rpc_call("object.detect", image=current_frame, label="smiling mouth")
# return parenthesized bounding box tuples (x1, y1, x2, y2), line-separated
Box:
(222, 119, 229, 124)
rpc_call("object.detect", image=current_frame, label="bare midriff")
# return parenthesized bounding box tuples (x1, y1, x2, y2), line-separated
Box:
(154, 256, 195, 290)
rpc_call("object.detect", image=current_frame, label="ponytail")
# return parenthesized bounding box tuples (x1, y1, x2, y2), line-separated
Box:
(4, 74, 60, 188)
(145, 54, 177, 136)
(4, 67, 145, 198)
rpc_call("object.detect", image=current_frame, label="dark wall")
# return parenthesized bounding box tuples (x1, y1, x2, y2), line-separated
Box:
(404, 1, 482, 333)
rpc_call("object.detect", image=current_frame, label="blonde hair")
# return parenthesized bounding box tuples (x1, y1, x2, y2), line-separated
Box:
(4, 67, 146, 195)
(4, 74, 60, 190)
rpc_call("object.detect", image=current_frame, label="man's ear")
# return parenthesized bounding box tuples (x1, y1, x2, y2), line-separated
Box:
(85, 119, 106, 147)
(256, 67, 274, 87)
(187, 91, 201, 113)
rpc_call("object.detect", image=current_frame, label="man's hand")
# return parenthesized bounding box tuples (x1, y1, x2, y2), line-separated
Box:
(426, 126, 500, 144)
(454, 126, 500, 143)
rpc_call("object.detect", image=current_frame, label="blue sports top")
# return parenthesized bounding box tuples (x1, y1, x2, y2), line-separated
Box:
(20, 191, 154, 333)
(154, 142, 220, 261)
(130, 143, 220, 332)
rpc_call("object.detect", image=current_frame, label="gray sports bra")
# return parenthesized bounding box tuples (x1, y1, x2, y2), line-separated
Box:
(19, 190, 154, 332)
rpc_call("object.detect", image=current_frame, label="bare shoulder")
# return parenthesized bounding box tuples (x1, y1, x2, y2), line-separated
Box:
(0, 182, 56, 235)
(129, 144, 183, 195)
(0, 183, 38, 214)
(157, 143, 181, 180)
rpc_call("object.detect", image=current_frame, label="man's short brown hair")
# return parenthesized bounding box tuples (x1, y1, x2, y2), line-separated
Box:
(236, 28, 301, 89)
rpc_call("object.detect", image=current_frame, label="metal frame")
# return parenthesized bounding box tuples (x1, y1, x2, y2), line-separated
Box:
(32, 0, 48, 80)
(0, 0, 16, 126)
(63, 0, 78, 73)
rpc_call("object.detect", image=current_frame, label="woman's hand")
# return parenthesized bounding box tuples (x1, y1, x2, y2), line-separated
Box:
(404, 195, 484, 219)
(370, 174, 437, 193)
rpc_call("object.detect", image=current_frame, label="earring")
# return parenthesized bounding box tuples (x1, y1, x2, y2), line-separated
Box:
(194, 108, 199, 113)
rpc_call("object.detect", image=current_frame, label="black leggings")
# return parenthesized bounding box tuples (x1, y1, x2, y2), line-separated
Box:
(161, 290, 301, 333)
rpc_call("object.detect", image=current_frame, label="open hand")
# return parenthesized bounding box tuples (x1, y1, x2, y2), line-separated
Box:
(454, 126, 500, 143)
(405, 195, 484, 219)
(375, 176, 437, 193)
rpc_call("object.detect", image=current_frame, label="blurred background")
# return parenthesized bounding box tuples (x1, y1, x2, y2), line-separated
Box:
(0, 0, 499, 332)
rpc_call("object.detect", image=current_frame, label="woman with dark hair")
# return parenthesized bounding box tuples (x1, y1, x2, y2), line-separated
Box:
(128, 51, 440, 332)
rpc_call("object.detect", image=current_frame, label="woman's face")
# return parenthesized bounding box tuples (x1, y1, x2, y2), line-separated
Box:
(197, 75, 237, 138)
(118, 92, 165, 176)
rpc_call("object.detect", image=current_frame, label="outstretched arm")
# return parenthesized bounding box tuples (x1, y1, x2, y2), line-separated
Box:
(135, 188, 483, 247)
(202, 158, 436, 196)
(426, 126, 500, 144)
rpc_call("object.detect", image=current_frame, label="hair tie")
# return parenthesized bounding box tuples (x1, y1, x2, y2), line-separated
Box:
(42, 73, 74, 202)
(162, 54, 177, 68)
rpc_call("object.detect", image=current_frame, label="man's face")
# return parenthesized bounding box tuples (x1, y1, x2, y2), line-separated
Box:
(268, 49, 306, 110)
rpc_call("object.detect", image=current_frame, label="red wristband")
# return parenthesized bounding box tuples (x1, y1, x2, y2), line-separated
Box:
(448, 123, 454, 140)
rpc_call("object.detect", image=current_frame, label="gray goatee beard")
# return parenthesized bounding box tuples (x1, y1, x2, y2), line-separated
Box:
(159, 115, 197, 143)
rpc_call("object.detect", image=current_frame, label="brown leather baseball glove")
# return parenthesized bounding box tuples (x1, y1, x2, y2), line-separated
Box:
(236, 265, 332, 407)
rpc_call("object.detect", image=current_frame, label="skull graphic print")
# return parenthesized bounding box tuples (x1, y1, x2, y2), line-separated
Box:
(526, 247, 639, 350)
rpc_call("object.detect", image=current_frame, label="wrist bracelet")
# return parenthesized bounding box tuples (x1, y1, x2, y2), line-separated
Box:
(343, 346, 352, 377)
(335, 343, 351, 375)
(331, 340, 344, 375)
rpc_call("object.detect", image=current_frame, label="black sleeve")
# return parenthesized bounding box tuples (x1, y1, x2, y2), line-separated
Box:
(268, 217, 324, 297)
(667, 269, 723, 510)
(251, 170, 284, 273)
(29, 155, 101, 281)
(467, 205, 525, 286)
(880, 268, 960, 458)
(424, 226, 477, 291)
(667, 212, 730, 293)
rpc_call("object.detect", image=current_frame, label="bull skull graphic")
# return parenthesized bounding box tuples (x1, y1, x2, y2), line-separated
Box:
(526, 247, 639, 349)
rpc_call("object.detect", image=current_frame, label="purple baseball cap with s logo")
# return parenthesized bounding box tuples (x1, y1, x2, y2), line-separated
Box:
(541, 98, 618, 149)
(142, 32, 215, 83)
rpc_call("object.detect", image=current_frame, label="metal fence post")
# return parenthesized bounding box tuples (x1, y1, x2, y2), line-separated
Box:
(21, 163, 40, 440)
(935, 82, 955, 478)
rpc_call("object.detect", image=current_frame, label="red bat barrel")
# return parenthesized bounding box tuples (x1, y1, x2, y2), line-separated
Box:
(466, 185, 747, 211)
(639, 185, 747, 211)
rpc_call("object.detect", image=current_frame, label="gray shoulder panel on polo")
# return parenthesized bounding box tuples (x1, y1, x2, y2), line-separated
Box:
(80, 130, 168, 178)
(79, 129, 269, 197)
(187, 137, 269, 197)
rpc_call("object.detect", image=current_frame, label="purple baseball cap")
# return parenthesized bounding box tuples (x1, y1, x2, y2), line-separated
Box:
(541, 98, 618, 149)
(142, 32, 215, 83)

▶ **About this exercise**: Every line above that carries the string "skull" should be copied.

▶ **Answer to this task**:
rpc_call("object.detect", image=current_frame, label="skull graphic print")
rpc_call("object.detect", image=current_frame, label="bull skull graphic")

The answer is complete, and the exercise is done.